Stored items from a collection

## Start

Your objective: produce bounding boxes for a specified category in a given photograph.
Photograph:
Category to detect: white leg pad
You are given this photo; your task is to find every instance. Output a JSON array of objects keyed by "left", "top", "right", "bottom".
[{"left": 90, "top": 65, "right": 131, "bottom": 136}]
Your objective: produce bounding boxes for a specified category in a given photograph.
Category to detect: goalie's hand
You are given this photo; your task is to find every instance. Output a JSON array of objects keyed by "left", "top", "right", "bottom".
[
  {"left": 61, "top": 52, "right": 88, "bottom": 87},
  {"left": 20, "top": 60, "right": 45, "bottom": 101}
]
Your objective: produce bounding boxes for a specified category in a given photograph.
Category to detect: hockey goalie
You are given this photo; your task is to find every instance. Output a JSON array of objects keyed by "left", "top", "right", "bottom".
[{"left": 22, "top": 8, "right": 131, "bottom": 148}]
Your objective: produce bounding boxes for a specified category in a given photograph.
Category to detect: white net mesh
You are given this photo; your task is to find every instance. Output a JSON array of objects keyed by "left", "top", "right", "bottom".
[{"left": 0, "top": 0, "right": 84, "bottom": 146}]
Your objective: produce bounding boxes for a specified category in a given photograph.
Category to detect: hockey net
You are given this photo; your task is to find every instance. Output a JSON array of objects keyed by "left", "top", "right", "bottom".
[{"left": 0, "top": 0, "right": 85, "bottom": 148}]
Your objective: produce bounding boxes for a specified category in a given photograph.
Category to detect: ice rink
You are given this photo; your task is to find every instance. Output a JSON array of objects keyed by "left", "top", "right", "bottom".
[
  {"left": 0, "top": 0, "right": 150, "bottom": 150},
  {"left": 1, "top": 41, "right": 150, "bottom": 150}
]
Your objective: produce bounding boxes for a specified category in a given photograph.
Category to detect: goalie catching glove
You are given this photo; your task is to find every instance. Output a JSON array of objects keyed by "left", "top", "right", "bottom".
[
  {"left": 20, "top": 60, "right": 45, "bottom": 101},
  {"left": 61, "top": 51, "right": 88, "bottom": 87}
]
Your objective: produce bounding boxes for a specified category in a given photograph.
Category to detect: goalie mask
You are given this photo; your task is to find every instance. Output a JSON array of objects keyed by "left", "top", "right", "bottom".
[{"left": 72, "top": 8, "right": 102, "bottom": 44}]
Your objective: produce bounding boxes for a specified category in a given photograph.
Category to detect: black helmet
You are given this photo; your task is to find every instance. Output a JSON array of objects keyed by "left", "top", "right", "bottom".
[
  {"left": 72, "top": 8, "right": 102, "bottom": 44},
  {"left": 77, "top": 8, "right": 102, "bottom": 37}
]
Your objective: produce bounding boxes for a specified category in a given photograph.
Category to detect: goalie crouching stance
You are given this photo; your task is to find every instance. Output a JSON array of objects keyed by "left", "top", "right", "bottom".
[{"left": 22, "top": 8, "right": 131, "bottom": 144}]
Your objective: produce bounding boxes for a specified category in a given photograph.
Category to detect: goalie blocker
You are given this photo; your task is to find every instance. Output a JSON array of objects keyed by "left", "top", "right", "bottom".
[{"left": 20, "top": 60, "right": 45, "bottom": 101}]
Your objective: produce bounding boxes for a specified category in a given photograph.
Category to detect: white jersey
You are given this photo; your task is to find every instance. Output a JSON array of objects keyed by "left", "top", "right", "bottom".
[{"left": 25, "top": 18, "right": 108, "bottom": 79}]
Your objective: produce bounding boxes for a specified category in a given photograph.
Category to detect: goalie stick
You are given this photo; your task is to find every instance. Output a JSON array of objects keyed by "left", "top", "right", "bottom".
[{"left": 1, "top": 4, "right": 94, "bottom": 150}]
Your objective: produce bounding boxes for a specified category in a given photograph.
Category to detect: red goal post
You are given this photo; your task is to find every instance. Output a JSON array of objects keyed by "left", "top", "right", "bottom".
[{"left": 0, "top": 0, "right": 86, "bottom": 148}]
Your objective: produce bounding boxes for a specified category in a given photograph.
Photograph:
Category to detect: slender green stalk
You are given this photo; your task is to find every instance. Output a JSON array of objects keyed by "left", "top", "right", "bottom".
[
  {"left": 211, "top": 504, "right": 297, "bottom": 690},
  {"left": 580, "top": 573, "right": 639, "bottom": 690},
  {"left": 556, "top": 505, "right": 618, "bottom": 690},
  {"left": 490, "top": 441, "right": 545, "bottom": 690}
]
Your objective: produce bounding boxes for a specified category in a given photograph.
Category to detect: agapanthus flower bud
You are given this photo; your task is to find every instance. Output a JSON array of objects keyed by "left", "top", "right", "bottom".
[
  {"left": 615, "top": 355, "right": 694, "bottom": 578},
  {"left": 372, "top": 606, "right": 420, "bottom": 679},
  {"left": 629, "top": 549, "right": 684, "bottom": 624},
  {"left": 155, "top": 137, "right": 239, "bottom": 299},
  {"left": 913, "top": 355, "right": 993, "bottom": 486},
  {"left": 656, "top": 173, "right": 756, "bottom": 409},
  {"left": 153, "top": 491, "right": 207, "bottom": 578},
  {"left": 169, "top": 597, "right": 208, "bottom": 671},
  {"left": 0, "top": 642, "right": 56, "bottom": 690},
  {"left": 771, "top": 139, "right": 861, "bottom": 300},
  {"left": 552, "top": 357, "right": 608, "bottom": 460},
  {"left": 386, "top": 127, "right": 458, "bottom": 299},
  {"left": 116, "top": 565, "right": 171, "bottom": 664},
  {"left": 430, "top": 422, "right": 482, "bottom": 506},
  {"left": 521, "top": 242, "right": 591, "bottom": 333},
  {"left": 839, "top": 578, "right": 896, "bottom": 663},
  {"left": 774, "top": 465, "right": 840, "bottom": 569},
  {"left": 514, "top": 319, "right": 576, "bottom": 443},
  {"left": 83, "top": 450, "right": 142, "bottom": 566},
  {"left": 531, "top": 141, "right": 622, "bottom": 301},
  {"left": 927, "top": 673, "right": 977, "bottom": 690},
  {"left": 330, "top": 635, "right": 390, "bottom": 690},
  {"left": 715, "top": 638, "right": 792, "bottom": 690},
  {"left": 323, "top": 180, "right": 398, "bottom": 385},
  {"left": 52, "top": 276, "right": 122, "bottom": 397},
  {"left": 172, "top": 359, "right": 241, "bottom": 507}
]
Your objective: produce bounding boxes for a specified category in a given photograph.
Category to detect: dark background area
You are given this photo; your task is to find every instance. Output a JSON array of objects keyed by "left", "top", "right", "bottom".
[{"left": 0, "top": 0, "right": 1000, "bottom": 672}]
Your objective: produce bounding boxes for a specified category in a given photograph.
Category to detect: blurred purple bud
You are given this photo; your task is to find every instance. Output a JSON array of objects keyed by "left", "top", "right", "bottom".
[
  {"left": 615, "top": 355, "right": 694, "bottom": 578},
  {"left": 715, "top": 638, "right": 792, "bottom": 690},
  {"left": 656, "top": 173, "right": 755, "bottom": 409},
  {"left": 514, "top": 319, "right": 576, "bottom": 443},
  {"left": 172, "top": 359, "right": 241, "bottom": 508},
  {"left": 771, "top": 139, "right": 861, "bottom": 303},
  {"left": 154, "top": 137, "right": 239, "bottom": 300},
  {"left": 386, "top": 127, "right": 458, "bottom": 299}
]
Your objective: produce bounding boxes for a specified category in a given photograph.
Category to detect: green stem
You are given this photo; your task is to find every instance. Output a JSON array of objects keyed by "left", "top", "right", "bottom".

## End

What you are asked to do:
Which lines in the entries above contain the word "green"? Identify each one and copy it in full, treating uppercase and lowercase as different.

Full output:
Category to detect: slender green stalk
Category to detect: green stem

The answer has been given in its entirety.